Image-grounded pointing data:
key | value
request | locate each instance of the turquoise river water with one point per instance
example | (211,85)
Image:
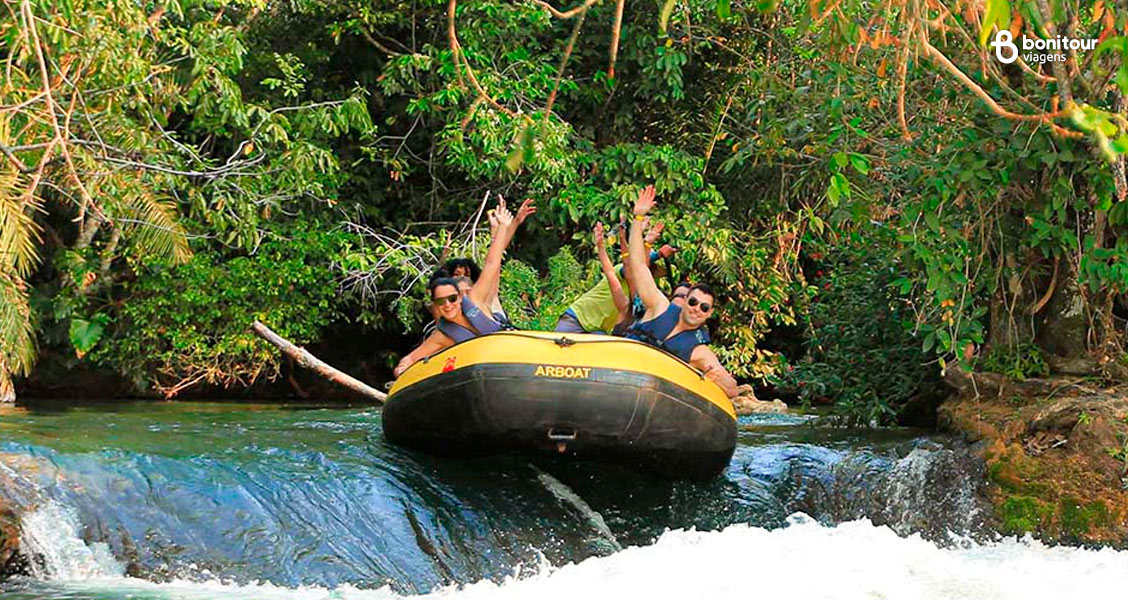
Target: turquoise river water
(202,501)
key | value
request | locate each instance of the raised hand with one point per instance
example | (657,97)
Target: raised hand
(645,201)
(492,215)
(653,234)
(525,211)
(504,218)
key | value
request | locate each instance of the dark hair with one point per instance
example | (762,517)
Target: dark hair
(440,281)
(454,264)
(705,288)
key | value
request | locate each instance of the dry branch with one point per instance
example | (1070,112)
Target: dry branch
(305,359)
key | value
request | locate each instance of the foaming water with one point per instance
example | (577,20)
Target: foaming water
(194,500)
(804,559)
(51,535)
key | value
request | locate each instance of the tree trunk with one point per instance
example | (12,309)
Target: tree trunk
(1065,331)
(305,359)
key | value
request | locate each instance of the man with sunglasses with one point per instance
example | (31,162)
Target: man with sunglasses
(679,331)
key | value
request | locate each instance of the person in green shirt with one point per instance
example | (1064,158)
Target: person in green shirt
(600,309)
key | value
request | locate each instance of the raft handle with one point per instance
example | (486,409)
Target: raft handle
(562,434)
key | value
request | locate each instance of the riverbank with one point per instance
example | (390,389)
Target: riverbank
(11,559)
(1056,452)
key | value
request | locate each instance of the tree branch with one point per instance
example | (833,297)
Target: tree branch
(566,15)
(305,359)
(943,61)
(616,32)
(560,72)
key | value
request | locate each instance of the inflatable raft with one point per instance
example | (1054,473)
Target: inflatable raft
(585,396)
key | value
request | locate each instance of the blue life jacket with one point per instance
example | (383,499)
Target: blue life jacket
(478,319)
(654,332)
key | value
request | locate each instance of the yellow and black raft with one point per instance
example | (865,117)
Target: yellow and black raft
(587,396)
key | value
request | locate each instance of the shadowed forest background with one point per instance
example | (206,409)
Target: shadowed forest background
(877,199)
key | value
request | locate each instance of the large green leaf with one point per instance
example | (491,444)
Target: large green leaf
(998,12)
(85,334)
(663,16)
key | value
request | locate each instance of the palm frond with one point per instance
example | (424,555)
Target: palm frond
(19,234)
(17,337)
(151,225)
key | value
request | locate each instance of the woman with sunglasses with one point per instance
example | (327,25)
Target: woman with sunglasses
(463,316)
(679,331)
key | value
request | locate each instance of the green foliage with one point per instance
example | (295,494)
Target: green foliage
(532,302)
(1020,362)
(1020,514)
(860,354)
(190,324)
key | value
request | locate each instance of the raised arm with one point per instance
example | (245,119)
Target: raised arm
(705,360)
(643,283)
(622,302)
(432,344)
(486,285)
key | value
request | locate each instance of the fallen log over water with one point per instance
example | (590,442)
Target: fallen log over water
(303,358)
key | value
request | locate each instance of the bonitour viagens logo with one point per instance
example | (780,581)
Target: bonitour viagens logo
(1037,50)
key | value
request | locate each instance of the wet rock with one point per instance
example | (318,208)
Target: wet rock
(748,404)
(11,559)
(1056,455)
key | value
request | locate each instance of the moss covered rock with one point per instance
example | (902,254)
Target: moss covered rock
(1057,464)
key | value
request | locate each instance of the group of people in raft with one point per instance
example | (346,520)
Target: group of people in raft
(466,305)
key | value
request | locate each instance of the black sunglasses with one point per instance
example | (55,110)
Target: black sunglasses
(439,301)
(694,301)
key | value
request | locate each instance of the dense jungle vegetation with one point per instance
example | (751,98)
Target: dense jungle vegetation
(878,196)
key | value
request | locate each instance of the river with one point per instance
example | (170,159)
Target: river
(201,501)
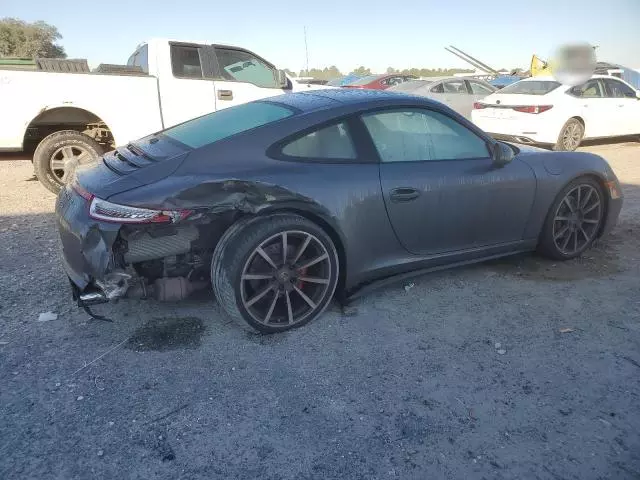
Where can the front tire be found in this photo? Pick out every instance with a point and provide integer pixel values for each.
(571, 136)
(58, 154)
(574, 220)
(276, 272)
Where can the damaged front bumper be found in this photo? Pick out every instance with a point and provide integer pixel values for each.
(86, 246)
(103, 259)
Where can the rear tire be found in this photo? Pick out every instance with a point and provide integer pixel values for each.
(570, 137)
(58, 154)
(574, 220)
(283, 291)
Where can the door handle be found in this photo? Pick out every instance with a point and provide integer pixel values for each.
(404, 194)
(225, 94)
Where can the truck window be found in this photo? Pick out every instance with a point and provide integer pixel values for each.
(185, 62)
(140, 58)
(241, 66)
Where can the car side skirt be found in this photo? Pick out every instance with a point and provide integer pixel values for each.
(444, 262)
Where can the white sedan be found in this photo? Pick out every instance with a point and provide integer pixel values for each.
(540, 110)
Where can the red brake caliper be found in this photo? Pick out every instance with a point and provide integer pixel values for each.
(301, 273)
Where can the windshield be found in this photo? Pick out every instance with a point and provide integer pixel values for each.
(531, 87)
(216, 126)
(365, 80)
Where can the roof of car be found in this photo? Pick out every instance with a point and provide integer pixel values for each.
(322, 98)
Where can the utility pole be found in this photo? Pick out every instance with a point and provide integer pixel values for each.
(306, 50)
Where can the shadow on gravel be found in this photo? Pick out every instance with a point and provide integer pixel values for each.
(169, 333)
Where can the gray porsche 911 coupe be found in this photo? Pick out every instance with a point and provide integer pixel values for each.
(280, 204)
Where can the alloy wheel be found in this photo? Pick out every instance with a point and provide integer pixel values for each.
(65, 159)
(577, 219)
(286, 278)
(572, 136)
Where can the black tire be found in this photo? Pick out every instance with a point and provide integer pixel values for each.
(571, 135)
(238, 248)
(83, 150)
(550, 245)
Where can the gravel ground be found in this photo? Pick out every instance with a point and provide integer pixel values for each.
(410, 383)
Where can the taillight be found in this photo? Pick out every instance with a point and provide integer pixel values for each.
(113, 212)
(533, 108)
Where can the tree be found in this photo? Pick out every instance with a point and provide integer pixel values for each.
(21, 39)
(326, 73)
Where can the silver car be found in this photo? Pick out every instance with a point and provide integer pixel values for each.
(456, 92)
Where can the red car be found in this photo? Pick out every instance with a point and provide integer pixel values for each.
(380, 82)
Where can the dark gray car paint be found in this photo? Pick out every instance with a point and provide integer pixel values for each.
(235, 174)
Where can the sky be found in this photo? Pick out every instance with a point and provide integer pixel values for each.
(347, 33)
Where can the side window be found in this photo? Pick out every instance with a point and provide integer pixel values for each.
(455, 86)
(140, 59)
(241, 66)
(479, 89)
(617, 89)
(332, 142)
(591, 89)
(185, 62)
(422, 135)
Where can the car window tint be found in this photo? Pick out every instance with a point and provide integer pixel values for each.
(185, 62)
(479, 89)
(591, 89)
(422, 135)
(218, 125)
(531, 87)
(332, 142)
(617, 89)
(455, 86)
(242, 66)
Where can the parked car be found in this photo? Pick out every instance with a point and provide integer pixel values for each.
(342, 81)
(540, 110)
(380, 82)
(74, 117)
(458, 93)
(279, 204)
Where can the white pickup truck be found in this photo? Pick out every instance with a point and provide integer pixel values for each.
(74, 117)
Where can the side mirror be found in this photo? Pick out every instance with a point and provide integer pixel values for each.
(283, 80)
(501, 154)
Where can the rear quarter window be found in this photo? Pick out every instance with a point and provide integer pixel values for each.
(222, 124)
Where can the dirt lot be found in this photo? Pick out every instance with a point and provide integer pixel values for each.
(408, 384)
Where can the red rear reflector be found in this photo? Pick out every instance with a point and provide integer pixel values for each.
(82, 192)
(533, 108)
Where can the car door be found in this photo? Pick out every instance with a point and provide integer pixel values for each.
(187, 92)
(627, 117)
(440, 186)
(242, 76)
(596, 109)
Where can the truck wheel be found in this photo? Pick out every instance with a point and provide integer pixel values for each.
(570, 136)
(58, 154)
(275, 272)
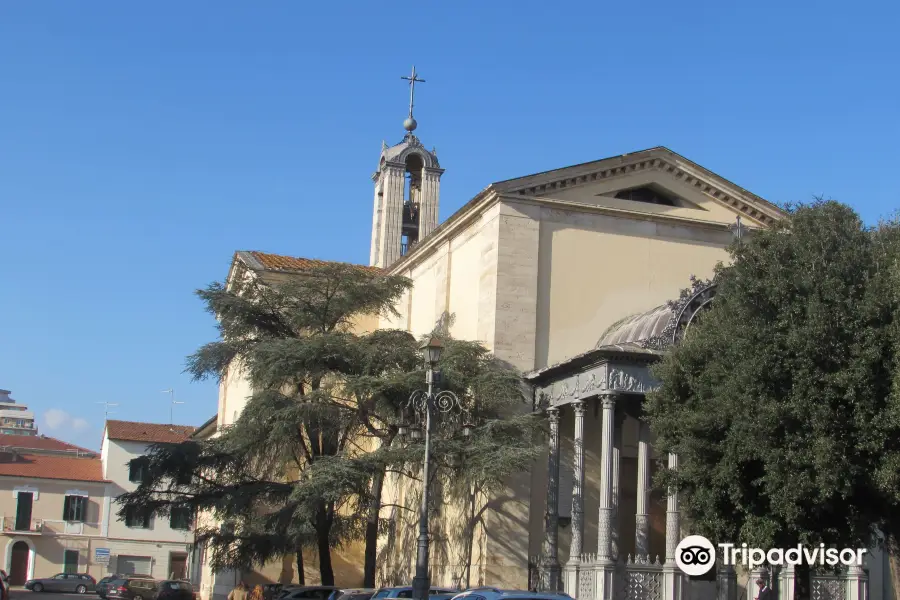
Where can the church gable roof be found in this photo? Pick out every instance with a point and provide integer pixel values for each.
(716, 192)
(263, 261)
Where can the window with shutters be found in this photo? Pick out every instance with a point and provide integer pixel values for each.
(137, 518)
(139, 470)
(180, 518)
(75, 508)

### [Activity]
Repeat, exactly as they stand above, the lines from the line with "Target: raft handle" to the line with "example | (590,442)", both lines included.

### [Answer to this task]
Target: raft handle
(562,434)
key | value
request | locate each instance of the riverbank with one point per instance
example | (390,389)
Target: riverbank
(11,559)
(1056,452)
key | value
request | locate each instance of the tree branch with one point per instance
example | (833,297)
Target: tree branch
(566,15)
(305,359)
(943,61)
(616,32)
(560,72)
key | value
request | locate each instance of the inflatable raft with one point per instance
example | (1054,473)
Target: inflatable raft
(585,396)
key | value
request | locate each instance of the blue life jacket with one point per instance
example | (383,499)
Target: blue life jacket
(478,319)
(654,332)
key | value
request | locate each instance of the yellow and black raft with one point per instance
example | (865,117)
Target: yellow and black raft
(587,396)
key | value
request | locate each instance of the shadowed forest background with one point per instance
example | (206,409)
Target: shadowed forest background
(877,199)
key | value
request | locate each instance of the large green leaf with one point per instance
example | (491,444)
Target: large green leaf
(998,12)
(85,334)
(663,16)
key | value
request | locate each instance of the palm frond with one point per instance
example | (424,555)
Target: palm frond
(19,234)
(17,337)
(151,225)
key | value
request | locate each instance of the woman with sunglasses with one point per instance
example | (327,25)
Target: woman with sunglasses
(463,316)
(679,331)
key | value
request | locate each instance of the green foliage with one point per instance
example | (295,494)
Target: green foliage
(532,302)
(1020,362)
(1020,514)
(860,354)
(190,324)
key | value
request | locate each instance of the raised arm with one point per instance
example | (245,119)
Target: raised arm
(705,360)
(643,283)
(622,302)
(432,344)
(486,285)
key | value
request | locate each instance of the fallen log over water with one point per instance
example | (590,442)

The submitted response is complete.